══ EXCERPT ══
Wednesday, October 10, 2012

Mental Illness Awareness Week 2012




This week is Mental Illness Awareness Week (MIAW) and it is the perfect time for YOU to start a conversation with the people in your life about mental illness!

Let NAMIWalks and MIAW be the icebreaker for your conversation. Mention to a friend that you are participating in a walk- and when they ask you “for what?” that gives you the opportunity to talk about mental illness and why you are walking. Send an email to your contacts letting them know it is National Mental Illness Awareness Week and explain why it means something to you (don’t forget to put your personal fundraising link in the body of the email!). Chances are that the people you are reaching out to have had experience with mental illness at some point in their lifetime, whether personally or through knowing somebody who has experienced a mental illness.

"Talk" by posting the image above on your facebook!
How do we know that people you are going to start your conversation with will be able to relate to mental illness? Let’s look at some statistics:

  • 1 in 4 adults—approximately 57.7 million Americans—experience a mental health disorder in a given year.
  • 1 in 17 adults live with a serious mental illness such as schizophrenia, major depression or bipolar disorder. [1]
  • About 1 in 10 children live with a serious mental or emotional disorder.[2]

With numbers like these, most people in your life have likely been touched by mental illness in some way or another.

Make it a goal to talk to one person this week on the topic of mental illness and, even if your walk day has passed, ask them to donate to your walker page. Walk pages are open to donations for 60 days after your walk, so you can still make or exceed your goal and you will definitely achieve the goal of raising awareness for mental illness.

In 1990, the U.S. Congress established the first full week of October as Mental Illness Awareness Week in recognition of NAMI’s efforts to raise mental illness awareness.


1“NIMH: The numbers count—Mental disorders in America.” National Institute of Health. Available at www.nimh.nih.gov/publicat/numbers.cfm.
2 U.S. Department of Health and Human Services. Mental Health: A Report of the Surgeon General. Rockville, Md., U.S. Department of Health and Human Services, Substance Abuse and Mental Health Services Administration, Center for Mental Health Services,1999, pp. 408409, 411.
═══
WORK INSTRUCTIONS
[1] Name the serious mental illnesses that the awareness week post gives as examples.
[2] Return the passage of the awareness week post that starts at "2 U.S. Department of" and ends at "pp. 408409, 411.".
The stored lines after this post are separate material.
══ DATA EXTRACTS ══
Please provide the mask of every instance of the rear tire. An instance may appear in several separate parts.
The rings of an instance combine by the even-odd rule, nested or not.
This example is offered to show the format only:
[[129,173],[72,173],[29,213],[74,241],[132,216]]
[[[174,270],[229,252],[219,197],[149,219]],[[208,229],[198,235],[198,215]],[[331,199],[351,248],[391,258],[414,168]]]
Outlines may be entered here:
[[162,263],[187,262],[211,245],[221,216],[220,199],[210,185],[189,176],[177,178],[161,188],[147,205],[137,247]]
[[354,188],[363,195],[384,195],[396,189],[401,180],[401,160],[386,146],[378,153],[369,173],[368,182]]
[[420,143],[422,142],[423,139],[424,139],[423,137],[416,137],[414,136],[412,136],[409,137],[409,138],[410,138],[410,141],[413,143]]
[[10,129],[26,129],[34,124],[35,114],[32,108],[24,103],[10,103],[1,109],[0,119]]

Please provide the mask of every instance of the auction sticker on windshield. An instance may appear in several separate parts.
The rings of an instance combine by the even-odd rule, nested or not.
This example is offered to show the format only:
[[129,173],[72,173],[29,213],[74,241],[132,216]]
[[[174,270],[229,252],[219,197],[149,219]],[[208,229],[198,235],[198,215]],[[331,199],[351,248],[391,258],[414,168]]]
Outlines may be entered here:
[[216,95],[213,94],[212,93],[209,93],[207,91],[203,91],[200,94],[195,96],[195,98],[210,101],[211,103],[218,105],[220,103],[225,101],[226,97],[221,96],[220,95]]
═══
RESPONSES BY ITEM NUMBER
[1] schizophrenia, major depression, bipolar disorder

[2]
2 U.S. Department of Health and Human Services. Mental Health: A Report of the Surgeon General. Rockville, Md., U.S. Department of Health and Human Services, Substance Abuse and Mental Health Services Administration, Center for Mental Health Services,1999, pp. 408409, 411.